Listed entries section start

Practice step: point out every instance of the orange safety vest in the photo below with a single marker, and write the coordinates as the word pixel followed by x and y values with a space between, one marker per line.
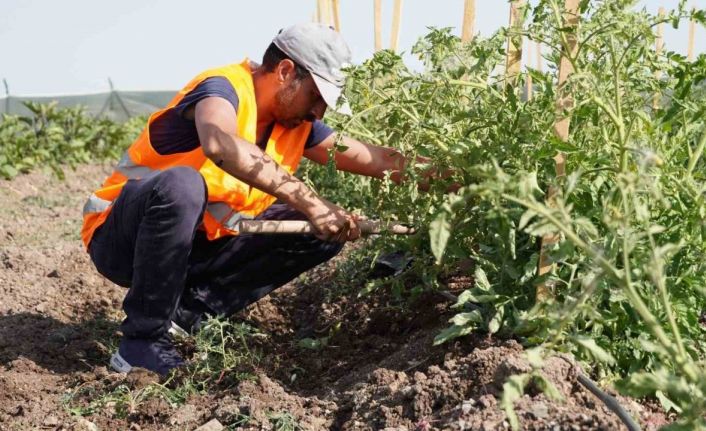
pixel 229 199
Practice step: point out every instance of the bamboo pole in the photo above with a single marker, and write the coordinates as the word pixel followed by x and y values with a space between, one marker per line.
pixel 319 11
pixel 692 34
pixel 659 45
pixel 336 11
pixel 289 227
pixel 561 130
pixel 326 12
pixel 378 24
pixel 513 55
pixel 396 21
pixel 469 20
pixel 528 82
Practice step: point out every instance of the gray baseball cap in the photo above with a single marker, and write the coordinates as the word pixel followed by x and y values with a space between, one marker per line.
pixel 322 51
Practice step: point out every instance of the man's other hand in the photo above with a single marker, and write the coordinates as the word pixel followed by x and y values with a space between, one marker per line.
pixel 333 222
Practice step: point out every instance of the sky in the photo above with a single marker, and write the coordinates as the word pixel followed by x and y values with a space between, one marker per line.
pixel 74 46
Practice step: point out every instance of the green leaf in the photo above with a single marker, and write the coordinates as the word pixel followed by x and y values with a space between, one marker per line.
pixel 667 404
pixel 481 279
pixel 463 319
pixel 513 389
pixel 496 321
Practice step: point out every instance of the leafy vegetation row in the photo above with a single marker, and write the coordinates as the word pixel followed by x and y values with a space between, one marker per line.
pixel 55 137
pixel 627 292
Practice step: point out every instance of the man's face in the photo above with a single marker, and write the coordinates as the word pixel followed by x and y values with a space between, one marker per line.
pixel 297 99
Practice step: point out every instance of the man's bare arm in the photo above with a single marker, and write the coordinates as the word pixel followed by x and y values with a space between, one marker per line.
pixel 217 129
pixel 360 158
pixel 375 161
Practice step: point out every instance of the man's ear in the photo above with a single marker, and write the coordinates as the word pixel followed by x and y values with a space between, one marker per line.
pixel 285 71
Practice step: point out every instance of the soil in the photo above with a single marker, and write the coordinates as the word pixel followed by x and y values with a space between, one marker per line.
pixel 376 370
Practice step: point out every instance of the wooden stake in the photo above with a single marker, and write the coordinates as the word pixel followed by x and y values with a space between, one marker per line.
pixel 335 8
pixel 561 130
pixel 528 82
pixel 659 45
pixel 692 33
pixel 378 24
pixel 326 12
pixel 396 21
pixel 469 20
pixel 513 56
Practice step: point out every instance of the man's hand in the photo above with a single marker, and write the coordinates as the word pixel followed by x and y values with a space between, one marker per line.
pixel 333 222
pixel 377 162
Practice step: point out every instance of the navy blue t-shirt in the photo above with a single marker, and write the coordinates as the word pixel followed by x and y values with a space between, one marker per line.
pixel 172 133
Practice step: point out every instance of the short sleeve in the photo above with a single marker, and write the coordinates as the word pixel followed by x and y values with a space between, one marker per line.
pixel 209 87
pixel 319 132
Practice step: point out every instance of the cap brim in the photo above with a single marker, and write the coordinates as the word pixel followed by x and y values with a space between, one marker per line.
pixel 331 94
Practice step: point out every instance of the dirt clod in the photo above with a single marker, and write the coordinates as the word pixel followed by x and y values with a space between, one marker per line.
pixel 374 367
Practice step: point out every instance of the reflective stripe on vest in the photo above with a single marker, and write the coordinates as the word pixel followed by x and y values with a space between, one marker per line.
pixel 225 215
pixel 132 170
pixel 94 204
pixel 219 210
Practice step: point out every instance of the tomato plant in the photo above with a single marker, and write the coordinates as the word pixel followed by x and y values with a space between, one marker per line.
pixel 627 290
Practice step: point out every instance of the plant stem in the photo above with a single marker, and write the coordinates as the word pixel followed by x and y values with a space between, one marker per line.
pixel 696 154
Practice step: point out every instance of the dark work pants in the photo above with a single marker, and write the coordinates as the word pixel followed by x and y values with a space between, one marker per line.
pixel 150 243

Listed entries section end
Listed entries section start

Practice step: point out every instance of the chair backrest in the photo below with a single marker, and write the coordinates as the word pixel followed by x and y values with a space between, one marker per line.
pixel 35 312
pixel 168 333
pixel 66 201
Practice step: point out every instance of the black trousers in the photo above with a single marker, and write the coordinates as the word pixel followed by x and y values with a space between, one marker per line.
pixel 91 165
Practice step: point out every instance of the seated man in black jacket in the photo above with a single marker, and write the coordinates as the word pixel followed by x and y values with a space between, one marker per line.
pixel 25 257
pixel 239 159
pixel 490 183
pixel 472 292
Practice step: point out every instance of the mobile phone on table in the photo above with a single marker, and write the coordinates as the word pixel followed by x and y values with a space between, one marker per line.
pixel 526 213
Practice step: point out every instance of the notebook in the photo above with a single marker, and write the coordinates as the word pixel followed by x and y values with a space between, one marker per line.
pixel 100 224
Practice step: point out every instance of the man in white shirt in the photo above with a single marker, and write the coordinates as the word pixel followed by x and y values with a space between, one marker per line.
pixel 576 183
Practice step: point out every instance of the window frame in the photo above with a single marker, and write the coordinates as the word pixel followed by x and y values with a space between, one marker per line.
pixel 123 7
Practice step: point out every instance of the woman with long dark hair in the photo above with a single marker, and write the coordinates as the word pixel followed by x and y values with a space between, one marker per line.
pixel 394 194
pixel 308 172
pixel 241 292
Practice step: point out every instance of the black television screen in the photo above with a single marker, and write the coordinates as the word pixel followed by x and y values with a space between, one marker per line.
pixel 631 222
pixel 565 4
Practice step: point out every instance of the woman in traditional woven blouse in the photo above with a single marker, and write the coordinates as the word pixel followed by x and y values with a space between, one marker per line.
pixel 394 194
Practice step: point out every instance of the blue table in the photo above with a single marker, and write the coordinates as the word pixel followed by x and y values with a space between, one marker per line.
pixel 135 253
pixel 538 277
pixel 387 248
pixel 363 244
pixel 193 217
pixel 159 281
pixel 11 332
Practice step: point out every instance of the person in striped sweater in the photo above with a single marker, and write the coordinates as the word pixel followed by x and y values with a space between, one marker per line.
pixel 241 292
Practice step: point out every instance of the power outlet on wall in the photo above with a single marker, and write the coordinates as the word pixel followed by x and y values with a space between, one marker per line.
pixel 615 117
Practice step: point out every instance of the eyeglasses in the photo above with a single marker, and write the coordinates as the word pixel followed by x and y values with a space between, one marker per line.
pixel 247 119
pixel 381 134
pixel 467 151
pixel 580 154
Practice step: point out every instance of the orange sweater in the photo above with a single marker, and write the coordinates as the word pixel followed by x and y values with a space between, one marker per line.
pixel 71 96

Listed entries section end
Listed entries section start

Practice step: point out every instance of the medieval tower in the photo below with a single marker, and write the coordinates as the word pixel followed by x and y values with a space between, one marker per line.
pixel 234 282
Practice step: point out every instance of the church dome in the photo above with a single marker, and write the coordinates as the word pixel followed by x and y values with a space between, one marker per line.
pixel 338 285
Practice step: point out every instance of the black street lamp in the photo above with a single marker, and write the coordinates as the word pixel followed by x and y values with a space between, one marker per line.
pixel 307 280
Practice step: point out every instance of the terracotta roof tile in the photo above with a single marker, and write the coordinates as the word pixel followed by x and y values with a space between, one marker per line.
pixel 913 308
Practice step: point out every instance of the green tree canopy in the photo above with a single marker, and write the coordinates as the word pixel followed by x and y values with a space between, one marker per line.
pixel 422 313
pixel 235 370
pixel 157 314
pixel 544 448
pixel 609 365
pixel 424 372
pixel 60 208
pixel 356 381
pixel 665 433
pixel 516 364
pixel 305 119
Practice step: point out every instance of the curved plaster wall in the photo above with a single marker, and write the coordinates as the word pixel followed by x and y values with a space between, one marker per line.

Listed entries section end

◆ **Try it**:
Reproduce exactly the section above that begins at the line containing "Practice step: point out every instance of the green tree" and ends at the line containing "Practice step: point out every instance of the curved", leaving out all other lines.

◆ **Exercise solution**:
Practice step: point out every instance of the green tree canopy in the photo above with a single marker, and write the coordinates as the word pixel followed by x and y values with a space between, one marker per line.
pixel 422 313
pixel 235 370
pixel 157 314
pixel 544 448
pixel 609 365
pixel 424 372
pixel 60 208
pixel 356 381
pixel 665 433
pixel 516 364
pixel 305 119
Practice step: point out every instance of the curved plaster wall in the photo above with a single marker, and write the coordinates as the word pixel followed by x and y values with a space between, one marker per line.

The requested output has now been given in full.